→ **TASK DETAILS**:
Reproduce the items from the start of the records through the line containing "[(369, 492)]", with both ends included and the requests kept, adding -136 to every coordinate in the answers but to no numbers in the requests or their sample points. Leave the pictures out of your reply.

** Start TASK INPUT **

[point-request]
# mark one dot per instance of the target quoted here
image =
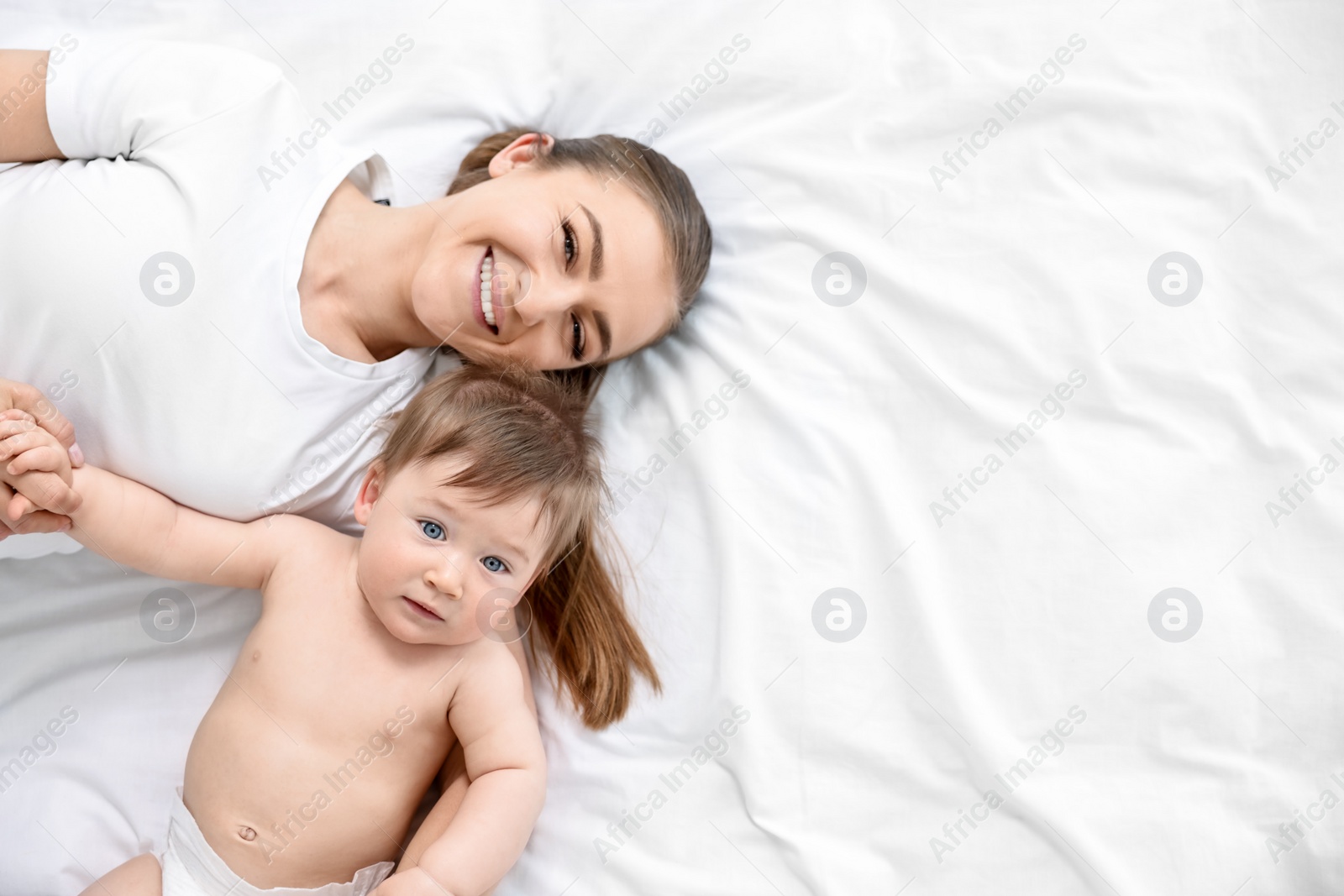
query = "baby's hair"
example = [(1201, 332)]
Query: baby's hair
[(526, 434)]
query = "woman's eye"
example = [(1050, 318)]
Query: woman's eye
[(571, 244), (578, 338)]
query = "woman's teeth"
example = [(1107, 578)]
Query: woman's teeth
[(487, 278)]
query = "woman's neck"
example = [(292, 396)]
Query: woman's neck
[(355, 285)]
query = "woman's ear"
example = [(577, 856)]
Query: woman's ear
[(521, 152), (369, 492)]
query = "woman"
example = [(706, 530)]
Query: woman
[(215, 282)]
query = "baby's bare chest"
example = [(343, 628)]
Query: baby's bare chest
[(327, 683)]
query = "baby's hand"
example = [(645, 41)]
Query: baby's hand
[(30, 456)]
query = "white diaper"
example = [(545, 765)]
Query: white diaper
[(192, 868)]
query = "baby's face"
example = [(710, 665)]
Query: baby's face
[(432, 555)]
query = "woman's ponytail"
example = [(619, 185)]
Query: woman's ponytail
[(580, 616)]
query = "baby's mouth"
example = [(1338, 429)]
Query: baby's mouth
[(423, 609)]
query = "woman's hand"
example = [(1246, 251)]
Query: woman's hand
[(37, 501)]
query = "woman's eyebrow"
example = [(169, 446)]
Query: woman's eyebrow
[(596, 258)]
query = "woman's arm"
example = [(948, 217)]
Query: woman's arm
[(24, 134), (129, 523)]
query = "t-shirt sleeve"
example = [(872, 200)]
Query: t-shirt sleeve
[(144, 100)]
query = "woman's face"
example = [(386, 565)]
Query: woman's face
[(578, 268)]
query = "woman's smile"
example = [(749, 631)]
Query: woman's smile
[(487, 298)]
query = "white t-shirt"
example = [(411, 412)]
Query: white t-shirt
[(214, 396)]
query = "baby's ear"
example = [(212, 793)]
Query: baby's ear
[(369, 492)]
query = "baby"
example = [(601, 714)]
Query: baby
[(375, 654)]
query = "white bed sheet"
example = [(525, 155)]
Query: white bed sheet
[(985, 626)]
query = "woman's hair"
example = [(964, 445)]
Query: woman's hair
[(647, 172), (524, 434)]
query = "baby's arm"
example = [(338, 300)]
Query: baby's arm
[(132, 524), (494, 716)]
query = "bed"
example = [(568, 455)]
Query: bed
[(985, 513)]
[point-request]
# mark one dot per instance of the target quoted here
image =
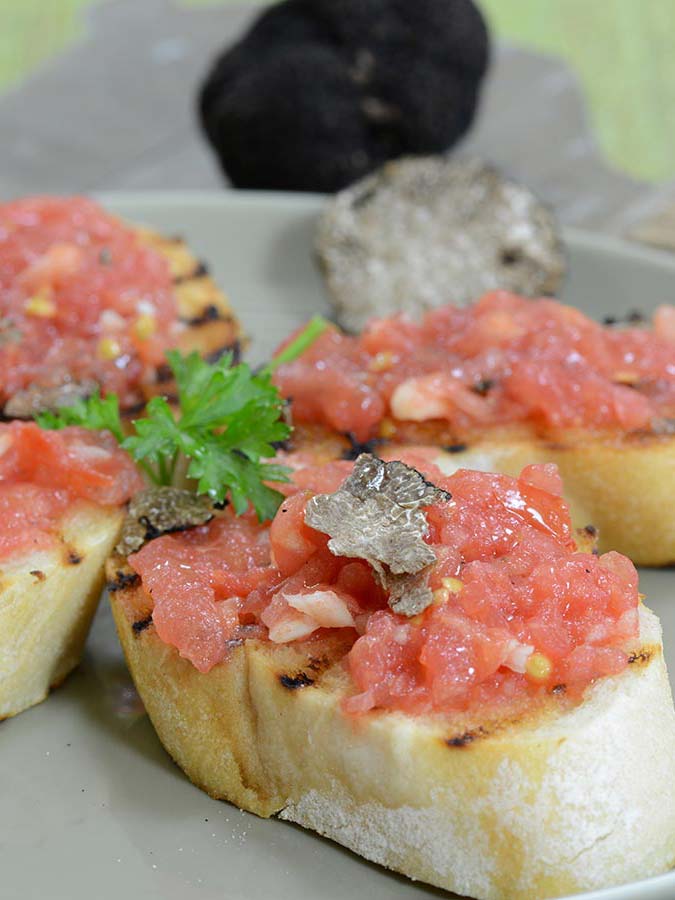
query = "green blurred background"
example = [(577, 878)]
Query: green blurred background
[(623, 52)]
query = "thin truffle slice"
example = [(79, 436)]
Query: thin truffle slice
[(160, 510), (377, 515), (422, 232)]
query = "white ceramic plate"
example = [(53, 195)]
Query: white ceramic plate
[(90, 804)]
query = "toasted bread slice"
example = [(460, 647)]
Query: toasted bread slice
[(47, 601), (621, 485), (212, 328), (517, 804)]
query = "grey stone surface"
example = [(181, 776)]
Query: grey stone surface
[(117, 111)]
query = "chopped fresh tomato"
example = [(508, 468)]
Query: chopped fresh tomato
[(82, 298), (506, 359), (43, 472), (517, 608)]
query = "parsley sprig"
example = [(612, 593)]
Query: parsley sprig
[(227, 422)]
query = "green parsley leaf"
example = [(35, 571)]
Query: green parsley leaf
[(94, 412), (228, 421)]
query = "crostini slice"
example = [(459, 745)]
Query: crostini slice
[(512, 784), (89, 301), (507, 382), (62, 496)]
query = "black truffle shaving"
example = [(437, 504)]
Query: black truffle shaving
[(356, 448), (318, 94), (160, 510), (377, 515)]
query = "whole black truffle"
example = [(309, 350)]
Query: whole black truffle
[(320, 92)]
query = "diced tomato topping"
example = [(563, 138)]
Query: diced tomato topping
[(81, 298), (506, 359), (43, 472), (517, 610)]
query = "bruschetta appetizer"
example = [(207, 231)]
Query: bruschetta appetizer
[(87, 302), (510, 381), (432, 670), (62, 497)]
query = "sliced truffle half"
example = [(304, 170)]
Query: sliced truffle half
[(422, 232)]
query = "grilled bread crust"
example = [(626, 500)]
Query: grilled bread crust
[(624, 484), (47, 601), (212, 328), (519, 804)]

** End TASK INPUT **

→ **ANSWER TO THIS PROBLEM**:
[point-request]
# mark one dot per instance of the target quoted here
image =
query = "baby's hair"
example = [(1201, 332)]
Query: baby's hair
[(390, 298)]
query = "woman's eye"
example = [(1050, 318)]
Query: woman's eye
[(435, 108), (442, 202)]
query = "woman's teeth"
example = [(1107, 578)]
Query: woman's teeth
[(351, 142)]
query = "woman's neck"
example = [(292, 396)]
Query: woman's neck
[(219, 149)]
query = "woman's ear"
example = [(577, 856)]
Query: woman's ear
[(385, 16), (233, 356)]
query = "woman"
example = [(706, 530)]
Query: woman
[(79, 146)]
query = "baby's bare chest"
example = [(343, 628)]
Query: baby's bare chest
[(191, 547)]
query = "baby's hand"
example = [(645, 41)]
Query: baby's hand
[(-106, 320)]
query = "white diaper"
example = [(545, 765)]
Query: white diaper
[(56, 732)]
query = "baby's face"
example = [(710, 665)]
Query: baby's face
[(296, 419)]
query = "woman's ponytail"
example = [(619, 185)]
Query: woman's ponytail
[(444, 480)]
query = "baby's mouth"
example = [(1338, 429)]
Query: baby's mouth
[(287, 473)]
query = "woman's hand"
example = [(1246, 251)]
Query: woman's hand
[(-99, 365)]
query = "woman's eyebrow"
example = [(169, 446)]
Query: woman's eyebrow
[(460, 122)]
query = "woman's arm"
example = [(948, 217)]
Query: woman's arm
[(-112, -2), (-7, 387)]
query = "t-shirt sleeve"
example = [(872, 200)]
Query: t-shirt sleeve
[(8, -36)]
query = "woman's face"
example = [(386, 565)]
Query: woman's face
[(442, 132)]
query = "woman's smile"
example = [(749, 631)]
Query: woman's smile
[(351, 162)]
query = "white t-shirt"
example = [(411, 412)]
Query: white t-shirt
[(78, 260)]
query = "baby's ear"
example = [(212, 793)]
Query: baby's ear
[(233, 356)]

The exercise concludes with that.